### Direction:
Copy the material word for word, starting at the line that contains "Find the ceiling fan light" and continuing to the end. Leave the pictures out of your copy.

### Available records:

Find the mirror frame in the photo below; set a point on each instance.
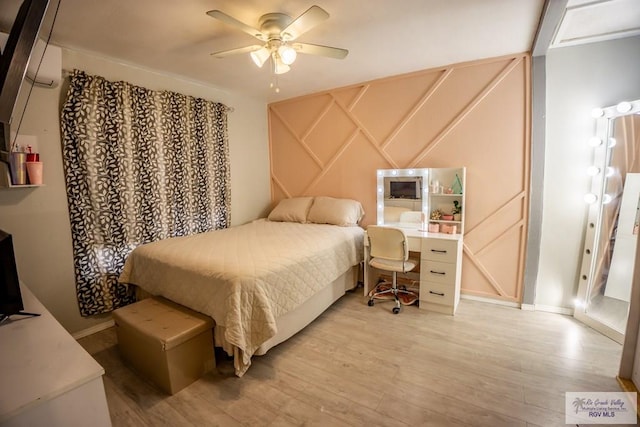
(605, 118)
(381, 174)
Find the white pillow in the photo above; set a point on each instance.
(343, 212)
(294, 209)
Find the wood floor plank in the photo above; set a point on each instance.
(356, 365)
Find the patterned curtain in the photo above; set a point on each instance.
(140, 166)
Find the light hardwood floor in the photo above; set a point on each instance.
(488, 365)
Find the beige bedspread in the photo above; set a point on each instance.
(245, 277)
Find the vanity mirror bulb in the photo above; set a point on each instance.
(590, 198)
(594, 141)
(593, 170)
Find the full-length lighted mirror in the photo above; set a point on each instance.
(610, 238)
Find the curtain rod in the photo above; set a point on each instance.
(66, 73)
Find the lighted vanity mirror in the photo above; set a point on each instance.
(401, 197)
(609, 252)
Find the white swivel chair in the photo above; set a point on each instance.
(389, 251)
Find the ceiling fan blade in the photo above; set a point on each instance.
(230, 20)
(303, 23)
(225, 53)
(316, 49)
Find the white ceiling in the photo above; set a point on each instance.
(384, 37)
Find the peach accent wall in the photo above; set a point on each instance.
(474, 114)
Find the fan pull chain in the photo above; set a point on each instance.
(274, 77)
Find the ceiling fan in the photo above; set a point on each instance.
(278, 32)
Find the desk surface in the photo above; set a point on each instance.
(39, 360)
(416, 233)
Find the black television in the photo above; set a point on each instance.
(14, 60)
(10, 294)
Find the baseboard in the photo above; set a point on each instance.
(628, 386)
(94, 329)
(490, 300)
(554, 309)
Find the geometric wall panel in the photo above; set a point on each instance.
(475, 114)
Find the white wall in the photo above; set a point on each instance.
(38, 218)
(579, 79)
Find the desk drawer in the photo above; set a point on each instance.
(437, 293)
(440, 272)
(440, 250)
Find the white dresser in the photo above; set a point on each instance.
(48, 379)
(440, 269)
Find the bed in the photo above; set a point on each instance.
(263, 281)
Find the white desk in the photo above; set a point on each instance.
(440, 269)
(47, 377)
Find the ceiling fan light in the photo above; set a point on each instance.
(260, 56)
(287, 54)
(280, 67)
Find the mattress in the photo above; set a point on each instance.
(245, 277)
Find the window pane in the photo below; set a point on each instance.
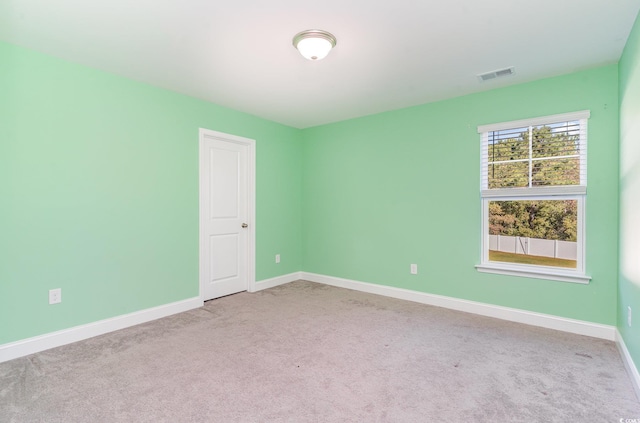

### Reply:
Find the ceiling fan light in the photo above; set a point on each instance.
(260, 56)
(287, 54)
(280, 67)
Find the mattress in the photo above; set a point on each instance.
(245, 277)
Find the window pane in the photo below; set a point on each instance.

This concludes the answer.